§ **What is asked**
Can you transcribe every line exactly and leave the pictures behind?

-- Start Supplied data --

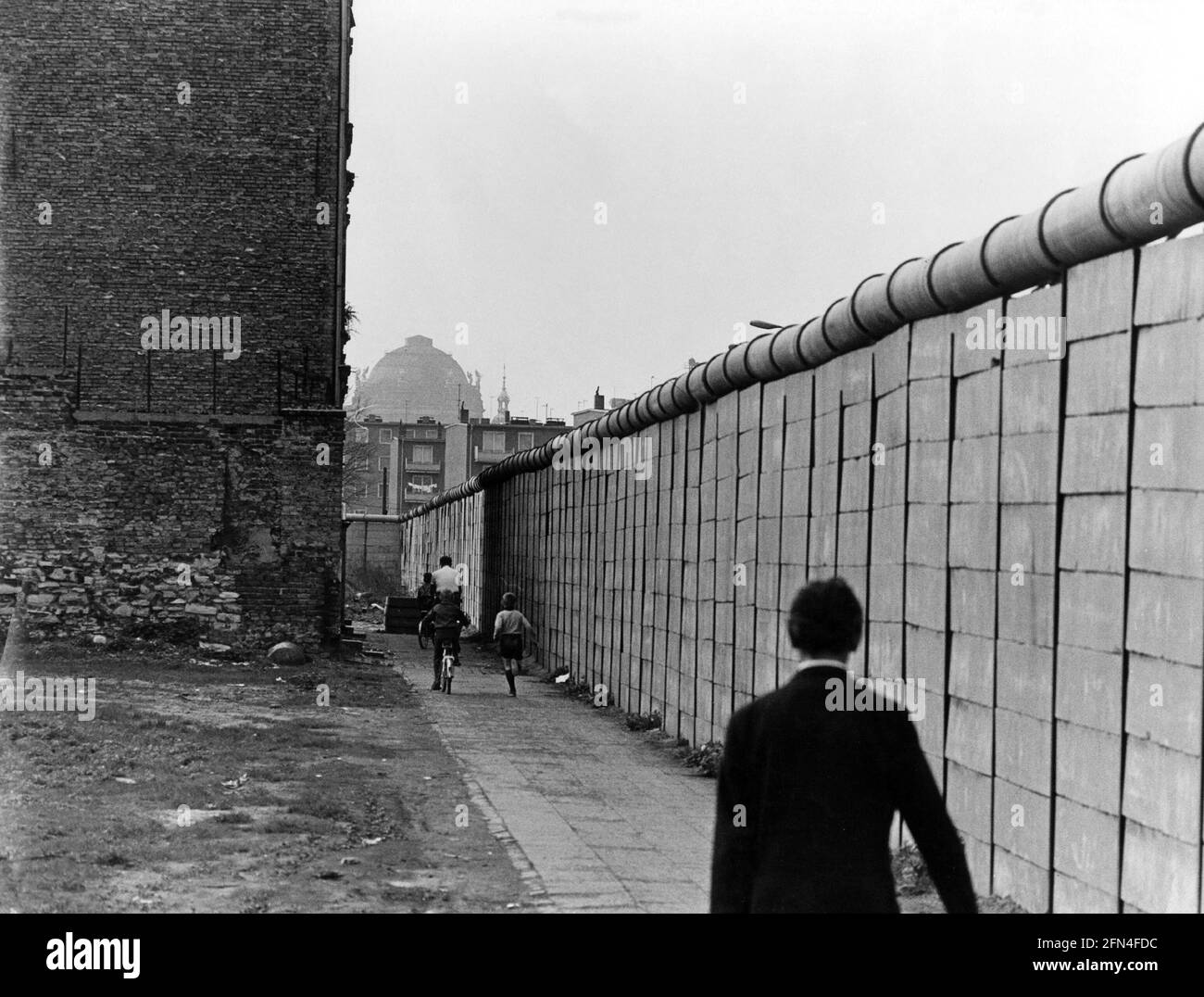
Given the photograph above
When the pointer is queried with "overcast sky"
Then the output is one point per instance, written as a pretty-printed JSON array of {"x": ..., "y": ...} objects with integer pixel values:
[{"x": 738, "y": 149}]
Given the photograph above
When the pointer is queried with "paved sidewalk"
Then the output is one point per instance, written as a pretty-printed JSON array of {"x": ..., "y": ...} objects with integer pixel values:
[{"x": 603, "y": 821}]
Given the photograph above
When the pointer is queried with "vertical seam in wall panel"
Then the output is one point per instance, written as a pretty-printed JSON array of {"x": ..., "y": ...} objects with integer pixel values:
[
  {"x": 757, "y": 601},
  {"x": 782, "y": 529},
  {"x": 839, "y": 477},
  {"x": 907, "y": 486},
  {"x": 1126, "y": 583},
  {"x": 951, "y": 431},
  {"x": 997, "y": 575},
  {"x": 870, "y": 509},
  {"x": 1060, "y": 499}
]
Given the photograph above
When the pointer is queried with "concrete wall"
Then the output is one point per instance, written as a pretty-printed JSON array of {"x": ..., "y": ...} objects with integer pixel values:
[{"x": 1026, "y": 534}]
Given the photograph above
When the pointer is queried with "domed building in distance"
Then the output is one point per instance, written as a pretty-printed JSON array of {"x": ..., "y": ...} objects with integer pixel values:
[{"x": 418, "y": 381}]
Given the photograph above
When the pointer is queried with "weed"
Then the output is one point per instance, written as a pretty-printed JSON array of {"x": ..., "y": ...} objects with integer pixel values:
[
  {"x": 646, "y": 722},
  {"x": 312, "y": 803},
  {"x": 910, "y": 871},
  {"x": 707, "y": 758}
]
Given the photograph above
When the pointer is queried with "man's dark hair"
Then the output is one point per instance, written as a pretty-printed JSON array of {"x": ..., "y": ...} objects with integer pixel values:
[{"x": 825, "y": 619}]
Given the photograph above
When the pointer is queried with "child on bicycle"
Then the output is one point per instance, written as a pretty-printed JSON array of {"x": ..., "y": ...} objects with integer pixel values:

-- End Supplied data --

§ **Answer to the task**
Given the photograph above
When the pointer is queried with "overcast sky"
Then the output is one point per instance, written as a pretty-printed JSON array of {"x": ..., "y": ...} objects with integer pixel values:
[{"x": 738, "y": 149}]
Given the photograph above
When the pointer is queried with "paved sidewalk"
Then the output is one point per instance, written as a pretty-printed JSON array of {"x": ..., "y": ...} objects with integer pixel values:
[{"x": 603, "y": 821}]
Given the photograph above
When the pointer is queried with "vertical seam in wall panel"
Then the output is one point per instance, written as a pretty-printed JSON array of {"x": ..., "y": ...} objects with integer pixel values:
[
  {"x": 757, "y": 601},
  {"x": 782, "y": 529},
  {"x": 839, "y": 477},
  {"x": 907, "y": 486},
  {"x": 1126, "y": 583},
  {"x": 951, "y": 431},
  {"x": 997, "y": 575},
  {"x": 870, "y": 509},
  {"x": 1060, "y": 499}
]
Given the photograph above
When the pointer is queried with "concrete wall"
Then the output is one point per instance, written as a pretty-printed JSON array of {"x": ..., "y": ...} objects with integer pixel values:
[{"x": 1026, "y": 534}]
Given the photograph above
When the pointer is queried with "domed building in distance"
Then the output is one point per instance, written as a pretty-printed JSON array of {"x": ..., "y": ...} objects with integer pixel values:
[{"x": 418, "y": 381}]
Given the photograph above
When the pointer is queried with "weed"
Then the output is one point per instance, written as a pretty-printed JSON array of {"x": ..., "y": ...} objects with integer pixel values:
[
  {"x": 646, "y": 722},
  {"x": 312, "y": 803},
  {"x": 910, "y": 871},
  {"x": 707, "y": 758}
]
Given the photograph above
When the pointer is queried with "man's dark hair"
Then the output is one point per instance, written as a pretty-printed JSON array of {"x": ..., "y": ...} objects with integer pixel values:
[{"x": 825, "y": 619}]
Given the photograph above
When the pointer is queried with "child on bicycle"
Then the output is one point per instance, written as a pretty-printed JSON array of {"x": ..., "y": ...} objects with integer pixel values:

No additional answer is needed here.